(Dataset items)
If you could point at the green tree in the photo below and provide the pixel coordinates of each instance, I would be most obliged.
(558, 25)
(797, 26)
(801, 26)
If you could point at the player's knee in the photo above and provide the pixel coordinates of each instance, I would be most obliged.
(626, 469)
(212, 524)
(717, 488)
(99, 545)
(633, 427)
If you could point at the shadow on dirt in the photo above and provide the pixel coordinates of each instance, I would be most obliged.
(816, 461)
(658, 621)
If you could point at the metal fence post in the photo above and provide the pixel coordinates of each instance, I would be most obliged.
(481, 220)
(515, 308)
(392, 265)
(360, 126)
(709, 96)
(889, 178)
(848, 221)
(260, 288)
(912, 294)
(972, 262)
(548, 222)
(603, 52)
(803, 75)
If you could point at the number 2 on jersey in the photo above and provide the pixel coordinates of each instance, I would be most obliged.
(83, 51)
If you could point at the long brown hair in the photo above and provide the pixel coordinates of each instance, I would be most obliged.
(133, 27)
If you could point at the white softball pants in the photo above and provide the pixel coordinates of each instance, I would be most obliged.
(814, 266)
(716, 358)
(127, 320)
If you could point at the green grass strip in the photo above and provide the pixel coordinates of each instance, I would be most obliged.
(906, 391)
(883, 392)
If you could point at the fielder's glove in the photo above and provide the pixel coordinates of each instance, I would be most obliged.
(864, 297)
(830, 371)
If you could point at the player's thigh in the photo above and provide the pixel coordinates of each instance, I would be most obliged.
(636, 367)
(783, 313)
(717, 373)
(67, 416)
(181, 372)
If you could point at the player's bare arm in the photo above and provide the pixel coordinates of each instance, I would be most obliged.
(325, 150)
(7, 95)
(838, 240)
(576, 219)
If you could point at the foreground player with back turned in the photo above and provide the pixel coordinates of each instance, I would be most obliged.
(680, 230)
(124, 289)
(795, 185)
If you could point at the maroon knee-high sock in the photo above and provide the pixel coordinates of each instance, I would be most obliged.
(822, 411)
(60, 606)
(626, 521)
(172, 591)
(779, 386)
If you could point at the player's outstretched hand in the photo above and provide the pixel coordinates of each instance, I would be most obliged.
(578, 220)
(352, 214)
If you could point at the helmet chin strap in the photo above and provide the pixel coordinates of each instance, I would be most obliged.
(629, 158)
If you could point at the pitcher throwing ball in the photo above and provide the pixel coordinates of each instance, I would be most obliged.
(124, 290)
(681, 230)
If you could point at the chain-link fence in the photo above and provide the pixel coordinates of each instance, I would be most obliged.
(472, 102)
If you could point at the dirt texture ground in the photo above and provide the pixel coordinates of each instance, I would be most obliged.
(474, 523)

• JOB
Write down the full listing again, exactly.

• CORRECT RESPONSE
If you could point at the green tree in the photo below and provide the pixel coordinates of each instance, I would be most obliged.
(558, 25)
(797, 26)
(801, 26)
If you could point at the player's knee in the photo above and provide the pixel coordinates of each instance, I would be most obliged.
(626, 469)
(212, 524)
(717, 488)
(99, 545)
(633, 427)
If you could point at the shadow on dirt in the photo above and provide the pixel coordinates of each instance, I would be most obliged.
(816, 461)
(658, 621)
If you could point at the metal fence post in the photo above and provide the pixel coordinates of each instance, I would be most obliged.
(481, 220)
(515, 308)
(392, 265)
(360, 126)
(709, 96)
(889, 178)
(848, 221)
(260, 288)
(912, 294)
(972, 262)
(548, 222)
(603, 52)
(803, 75)
If you could point at the number 2 on jersey in the photo above and provide the pixel coordinates of each instance, I would be most obliged.
(83, 51)
If you could point at the long brown hair in the photo above and provide the pixel coordinates of each instance, I would be most obliged.
(133, 27)
If you could point at the white softball pants in the photo above and provide the pixel coordinates of each instance, I would be most obliged.
(814, 266)
(716, 358)
(127, 320)
If you could point at the green grass strip in the photo above and provide the pixel coordinates of each instance, I would be most obliged.
(906, 391)
(883, 392)
If you could point at the fielder's glove in the photo above and provide the pixel coordinates of each instance, I would be most obliged.
(864, 297)
(830, 371)
If you could point at the player's thigh in the photo above and provide the pixel coordinates of each instance, I would be most obliged.
(636, 367)
(783, 313)
(717, 373)
(67, 416)
(181, 372)
If you could point at the player's bare arm in the photo above and provide the pixel coordinates of each instance, I would be most obliged.
(325, 150)
(7, 95)
(838, 240)
(576, 219)
If you could point at the foreground player with back turned in the photo above and provide the pixel coordinates of each instance, I would be most obliged.
(680, 230)
(124, 289)
(795, 185)
If you could point at the maroon knee-high sock in the photo above and provide the pixel coordinates of each instance, I would be most obliged.
(822, 411)
(60, 606)
(626, 521)
(172, 591)
(779, 386)
If you could point at the player's outstretched hand in the photo above and provide the pixel coordinates of each instance, I would be most obliged.
(578, 220)
(352, 214)
If you could point at the helmet chin strap in the photo above and provide the pixel coordinates of each instance, I would be most obliged.
(629, 158)
If you could point at the pitcher throwing ball in the photo above and provide the pixel coordinates of each instance, I would be most obliged.
(124, 290)
(681, 230)
If you could point at the chain-link fence in the photo above and provide the pixel coordinates of each instance, I would be most obliged.
(472, 102)
If you could point at the dirt texture ground in the photo above and provide the pixel coordinates of each instance, I would be most obliged.
(474, 523)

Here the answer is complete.